■ Assignment
Please print all the lines below exactly as they are written.

(Supplied entries begins)

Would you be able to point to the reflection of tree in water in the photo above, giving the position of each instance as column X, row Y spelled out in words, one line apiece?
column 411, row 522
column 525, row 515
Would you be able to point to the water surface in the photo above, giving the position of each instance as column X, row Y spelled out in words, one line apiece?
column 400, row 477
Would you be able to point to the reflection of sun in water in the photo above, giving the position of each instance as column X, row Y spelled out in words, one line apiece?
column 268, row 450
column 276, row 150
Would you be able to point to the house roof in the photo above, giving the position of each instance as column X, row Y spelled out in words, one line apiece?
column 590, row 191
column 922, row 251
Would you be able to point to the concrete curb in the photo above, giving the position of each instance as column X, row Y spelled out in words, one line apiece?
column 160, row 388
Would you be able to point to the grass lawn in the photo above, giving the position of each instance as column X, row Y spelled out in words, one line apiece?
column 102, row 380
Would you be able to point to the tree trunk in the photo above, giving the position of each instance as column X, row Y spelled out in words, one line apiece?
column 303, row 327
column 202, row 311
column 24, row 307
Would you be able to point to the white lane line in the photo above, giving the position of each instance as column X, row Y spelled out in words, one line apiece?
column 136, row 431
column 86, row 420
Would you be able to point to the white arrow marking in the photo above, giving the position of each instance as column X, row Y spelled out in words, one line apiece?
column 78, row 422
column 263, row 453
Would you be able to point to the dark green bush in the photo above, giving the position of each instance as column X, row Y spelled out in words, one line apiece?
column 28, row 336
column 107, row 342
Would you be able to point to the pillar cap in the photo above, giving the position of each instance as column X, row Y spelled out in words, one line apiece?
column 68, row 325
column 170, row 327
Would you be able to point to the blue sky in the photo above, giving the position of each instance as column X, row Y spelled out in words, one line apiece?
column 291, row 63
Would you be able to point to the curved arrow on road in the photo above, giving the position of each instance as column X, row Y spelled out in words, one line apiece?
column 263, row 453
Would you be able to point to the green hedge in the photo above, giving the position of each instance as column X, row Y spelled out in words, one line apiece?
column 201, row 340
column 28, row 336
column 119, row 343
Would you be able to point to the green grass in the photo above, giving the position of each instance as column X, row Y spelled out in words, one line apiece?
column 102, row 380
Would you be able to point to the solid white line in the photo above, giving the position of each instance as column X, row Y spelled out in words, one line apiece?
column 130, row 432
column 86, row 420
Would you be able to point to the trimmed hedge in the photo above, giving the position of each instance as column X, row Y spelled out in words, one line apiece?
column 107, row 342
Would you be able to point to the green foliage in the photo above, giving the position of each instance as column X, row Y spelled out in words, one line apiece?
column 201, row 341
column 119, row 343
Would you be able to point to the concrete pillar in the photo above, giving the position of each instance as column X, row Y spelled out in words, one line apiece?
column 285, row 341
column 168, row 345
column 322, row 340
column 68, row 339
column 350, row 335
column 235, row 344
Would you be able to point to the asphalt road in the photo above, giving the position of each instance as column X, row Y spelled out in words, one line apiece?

(Supplied entries ends)

■ Output
Would you be able to point to the reflection of tree in water in the photo above, giving the position of each instance as column X, row Y spelled out in words, one line apiece?
column 411, row 522
column 525, row 515
Would you be able to point to the water surface in the photo above, giving the position of each instance as column X, row Y spelled out in words, one line apiece?
column 400, row 477
Would you be able to point to the reflection of sun in water in the photo above, giving the position of each instance as column X, row Y spelled out in words, one line apiece?
column 268, row 450
column 276, row 150
Would you be able to point to the house roof in the photo above, giving the position of each instance as column X, row Y spelled out in words, one line apiece?
column 590, row 191
column 922, row 251
Would you be able to point to the concrete curb in the photo above, giving the position of each instance as column X, row Y spelled out in words, one line apiece?
column 160, row 388
Would you be able to point to the grass lawn in the photo above, giving the position of each instance as column X, row Y spelled out in words, one line apiece?
column 102, row 380
Would you be able to point to the tree trunk in the photo above, giving the position of each instance as column X, row Y spelled out in words, one line apiece?
column 303, row 327
column 202, row 311
column 24, row 307
Would you be able to point to the white lane line in the photo above, giving the position of each instance as column X, row Y spelled out in words, one line apiece?
column 136, row 431
column 86, row 420
Would you be able to point to the white arrow marking in the photo above, giving the position of each instance as column X, row Y spelled out in words, one line apiece?
column 78, row 422
column 263, row 453
Would you be able to point to the dark green bush in the photo above, giving the position of each instance as column X, row Y spelled out in words, one line apiece?
column 28, row 336
column 107, row 342
Would you be able to point to the pillar cap in the photo above, giving the position of each instance as column X, row Y spelled out in words, one line apiece?
column 68, row 325
column 170, row 327
Would you be able to point to the blue sky in the photo above, giving the position of each instance as column X, row Y spelled out in words, one line apiece?
column 291, row 63
Would you be able to point to the curved arrow on road in the photo above, giving the position of each instance as column X, row Y spelled out in words, one line apiece?
column 263, row 453
Would you be able to point to the green hedge in the photo above, giving the position of each instance as column X, row Y spelled out in words, one line apiece?
column 201, row 340
column 28, row 336
column 119, row 343
Would you be able to point to the green grass in the photo above, giving the position of each instance as column X, row Y spelled out in words, one line apiece?
column 102, row 380
Would you be able to point to the solid white line in the photo above, giving the position of each instance as column X, row Y spelled out in words, one line apiece?
column 130, row 432
column 86, row 420
Would you be able to point to the trimmed hedge in the photo above, giving the position of each instance as column X, row Y spelled out in words, one line apiece?
column 107, row 342
Would you be able to point to the green foliage in the photo above, giving the position of each instance as column X, row Y spelled out in words, one line apiece?
column 201, row 341
column 119, row 343
Would you be able to point to the concrete pillar in the photo above, giving the position of each instance as column X, row Y spelled out in words, one line apiece?
column 285, row 341
column 168, row 345
column 322, row 340
column 68, row 339
column 350, row 335
column 235, row 344
Would you be able to point to the asphalt road in the photo above, giving the position of each instance as column X, row Y spelled out in words, one line apiece?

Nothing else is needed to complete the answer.